-- start Extracted records --
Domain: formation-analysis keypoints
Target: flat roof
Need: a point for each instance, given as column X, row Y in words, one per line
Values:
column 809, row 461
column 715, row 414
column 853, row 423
-- end Extracted records --
What is expected: Copy the records above word for word, keeping every line as it stands.

Final answer:
Domain: formation-analysis keypoints
Target: flat roof
Need: a point for each instance, given as column X, row Y in words, one per line
Values:
column 809, row 461
column 715, row 414
column 853, row 423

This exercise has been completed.